A los 23 años, yo hacía mis primeras armas como editor de tiempo completo en esa editorial. Así, de la noche a la mañana un día tuve en mis manos el original inédito, recién llegado de París o Barcelona, no sé, de Queremos tanto a Glenda, el nuevo libro de cuentos de Cortázar.
Era una carpeta roja con ligas para contener unas 180 cuartillas escritas a máquina y con algunas correcciones de la mano del autor. No supe qué hacer, si escaparme con ese mazo de páginas para siempre, compartirlo con definitivo aire de superioridad entre los amigos o mirarlo como se mira un tesoro detrás de la vitrina. Si hubiera tenido en el escritorio un sobre impregnado de ántrax me habría sentido más tranquilo.
Cortázar ya era, desde luego, un escritor de talla internacional reconocido aquí y allá, un autor de 66 años que había escrito algunos de los libros de relatos más perfectos. Digo unos cuantos: Bestiario (1951), Final del juego (1956), Todos los fuegos el fuego (1966), Las armas secretas (1964), Octaedro (1974).

- [Actividad]:
Contesta estas preguntas con los datos del fragmento sobre el original de Queremos tanto a Glenda:
(a) ¿Qué edad tenía quien narra cuando empezaba como editor de tiempo completo?
(b) ¿Cuántas cuartillas escritas a máquina podía contener la carpeta roja?
(c) ¿Cuántos años tenía Cortázar según el texto?

- [Datos de origen]:
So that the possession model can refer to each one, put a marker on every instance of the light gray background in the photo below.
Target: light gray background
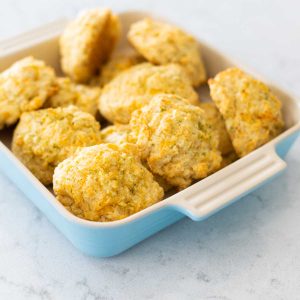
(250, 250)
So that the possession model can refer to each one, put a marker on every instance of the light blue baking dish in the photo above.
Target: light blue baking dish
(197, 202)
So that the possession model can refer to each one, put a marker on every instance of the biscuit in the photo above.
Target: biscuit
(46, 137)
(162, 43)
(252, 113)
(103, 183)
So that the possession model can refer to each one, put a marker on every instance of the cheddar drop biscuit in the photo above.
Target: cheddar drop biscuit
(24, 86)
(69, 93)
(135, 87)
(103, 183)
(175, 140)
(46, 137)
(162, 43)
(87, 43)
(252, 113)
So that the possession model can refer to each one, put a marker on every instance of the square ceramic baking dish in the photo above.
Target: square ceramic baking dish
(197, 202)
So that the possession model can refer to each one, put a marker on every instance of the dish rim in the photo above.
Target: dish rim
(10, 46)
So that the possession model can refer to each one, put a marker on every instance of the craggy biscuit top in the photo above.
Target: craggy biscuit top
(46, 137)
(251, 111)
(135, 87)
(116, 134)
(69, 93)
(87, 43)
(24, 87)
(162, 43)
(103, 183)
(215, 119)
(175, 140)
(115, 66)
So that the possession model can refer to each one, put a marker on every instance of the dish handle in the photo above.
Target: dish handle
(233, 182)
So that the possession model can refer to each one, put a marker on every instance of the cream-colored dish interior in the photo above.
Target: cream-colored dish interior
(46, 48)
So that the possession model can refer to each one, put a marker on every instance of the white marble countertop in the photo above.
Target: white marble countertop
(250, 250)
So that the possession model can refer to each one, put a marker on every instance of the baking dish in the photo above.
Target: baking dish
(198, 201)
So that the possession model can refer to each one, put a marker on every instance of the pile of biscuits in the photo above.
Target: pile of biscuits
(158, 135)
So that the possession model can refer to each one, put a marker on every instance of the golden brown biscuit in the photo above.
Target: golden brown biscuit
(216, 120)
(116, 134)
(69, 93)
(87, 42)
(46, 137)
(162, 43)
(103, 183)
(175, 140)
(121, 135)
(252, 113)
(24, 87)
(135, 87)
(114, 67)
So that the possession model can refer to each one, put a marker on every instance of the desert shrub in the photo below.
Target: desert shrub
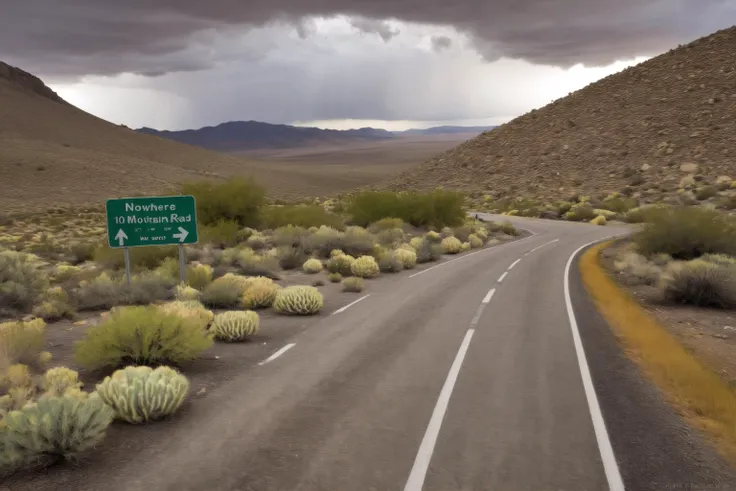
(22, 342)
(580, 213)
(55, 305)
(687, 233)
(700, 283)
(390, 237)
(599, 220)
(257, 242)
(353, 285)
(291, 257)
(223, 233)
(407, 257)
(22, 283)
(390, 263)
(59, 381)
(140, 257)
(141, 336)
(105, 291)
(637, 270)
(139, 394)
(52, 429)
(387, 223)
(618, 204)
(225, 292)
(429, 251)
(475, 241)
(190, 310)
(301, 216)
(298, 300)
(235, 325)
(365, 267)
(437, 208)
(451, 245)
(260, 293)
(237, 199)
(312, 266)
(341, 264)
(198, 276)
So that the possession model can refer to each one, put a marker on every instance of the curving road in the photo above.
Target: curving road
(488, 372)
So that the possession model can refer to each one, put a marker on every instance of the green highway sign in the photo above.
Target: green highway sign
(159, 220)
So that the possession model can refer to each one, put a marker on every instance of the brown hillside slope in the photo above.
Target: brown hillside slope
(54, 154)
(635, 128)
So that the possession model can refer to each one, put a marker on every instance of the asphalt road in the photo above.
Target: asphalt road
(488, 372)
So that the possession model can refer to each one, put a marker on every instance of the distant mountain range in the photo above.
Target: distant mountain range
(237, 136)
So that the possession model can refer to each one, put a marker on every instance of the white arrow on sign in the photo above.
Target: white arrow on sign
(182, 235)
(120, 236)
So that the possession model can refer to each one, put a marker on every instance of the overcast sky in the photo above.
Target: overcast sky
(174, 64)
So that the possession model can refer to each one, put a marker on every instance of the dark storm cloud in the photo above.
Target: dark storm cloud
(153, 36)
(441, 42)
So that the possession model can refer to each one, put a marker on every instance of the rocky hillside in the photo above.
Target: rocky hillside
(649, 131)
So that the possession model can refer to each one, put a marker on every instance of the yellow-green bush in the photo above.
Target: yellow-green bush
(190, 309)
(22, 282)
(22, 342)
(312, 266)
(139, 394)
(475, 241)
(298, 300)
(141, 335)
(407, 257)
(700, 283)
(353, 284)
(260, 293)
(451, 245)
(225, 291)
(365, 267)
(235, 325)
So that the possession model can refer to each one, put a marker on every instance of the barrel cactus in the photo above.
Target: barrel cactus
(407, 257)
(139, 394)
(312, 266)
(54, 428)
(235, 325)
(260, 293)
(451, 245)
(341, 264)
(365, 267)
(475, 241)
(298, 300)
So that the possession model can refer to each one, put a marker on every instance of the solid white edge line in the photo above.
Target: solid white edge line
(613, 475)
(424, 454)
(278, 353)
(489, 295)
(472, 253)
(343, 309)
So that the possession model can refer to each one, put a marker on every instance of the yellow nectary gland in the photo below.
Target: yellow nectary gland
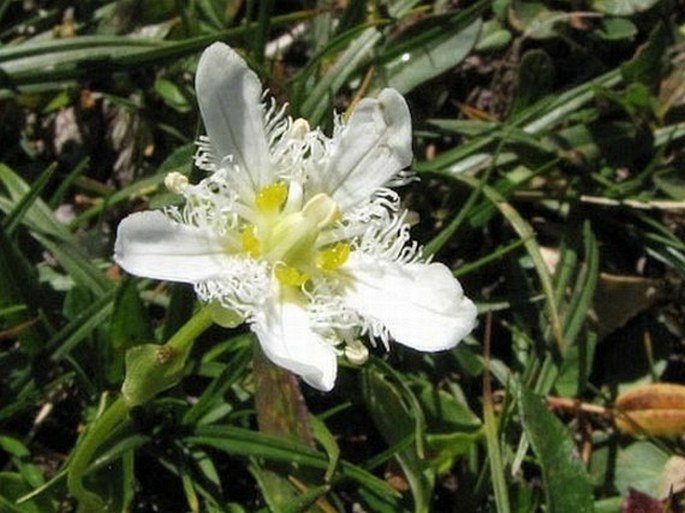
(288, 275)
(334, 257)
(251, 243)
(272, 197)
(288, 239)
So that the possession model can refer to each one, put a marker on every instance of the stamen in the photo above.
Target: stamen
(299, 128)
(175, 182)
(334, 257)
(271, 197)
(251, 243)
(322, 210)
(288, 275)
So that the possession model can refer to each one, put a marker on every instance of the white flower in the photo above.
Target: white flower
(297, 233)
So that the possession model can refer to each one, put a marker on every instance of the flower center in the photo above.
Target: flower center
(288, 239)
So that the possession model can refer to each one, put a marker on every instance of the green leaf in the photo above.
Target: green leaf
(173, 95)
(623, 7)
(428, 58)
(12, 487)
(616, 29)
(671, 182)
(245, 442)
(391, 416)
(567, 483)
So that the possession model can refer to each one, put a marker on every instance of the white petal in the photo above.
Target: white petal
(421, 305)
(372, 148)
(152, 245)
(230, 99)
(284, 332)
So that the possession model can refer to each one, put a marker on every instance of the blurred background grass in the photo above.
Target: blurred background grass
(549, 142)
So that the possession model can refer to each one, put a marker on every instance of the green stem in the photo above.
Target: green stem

- [Actividad resuelta]:
(a) 23 años.
(b) Unas 180 cuartillas.
(c) 66 años.